**PROBLEM TO WORK ON:** Copy out the entries below word for word, leaving out the pictures.

+===+

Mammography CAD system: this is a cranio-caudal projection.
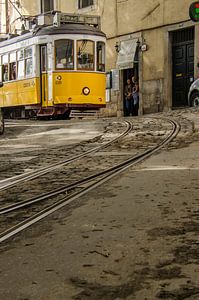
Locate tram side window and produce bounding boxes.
[9,52,17,80]
[25,48,33,77]
[2,64,8,81]
[17,50,25,79]
[2,54,9,81]
[77,40,94,70]
[97,42,105,72]
[55,40,74,70]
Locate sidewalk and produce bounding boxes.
[0,110,199,300]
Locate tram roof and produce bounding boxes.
[0,23,106,48]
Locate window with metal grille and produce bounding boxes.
[172,27,194,44]
[78,0,94,9]
[41,0,54,14]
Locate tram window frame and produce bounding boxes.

+===+

**WRITTEN SOLUTION:**
Mammography CAD system: this is a cranio-caudal projection.
Locate tram side window and produce bounding boxes.
[9,52,17,80]
[25,48,33,77]
[2,64,8,81]
[17,50,25,79]
[2,54,9,81]
[77,40,94,70]
[97,42,105,72]
[55,40,74,70]
Locate sidewalk and produce bounding boxes.
[0,110,199,300]
Locate tram roof and produce bounding boxes.
[0,23,106,48]
Locate window with metal grille and produce bounding boxes.
[172,27,194,44]
[78,0,94,9]
[41,0,54,14]
Locate tram window frame and produce bounding boxes.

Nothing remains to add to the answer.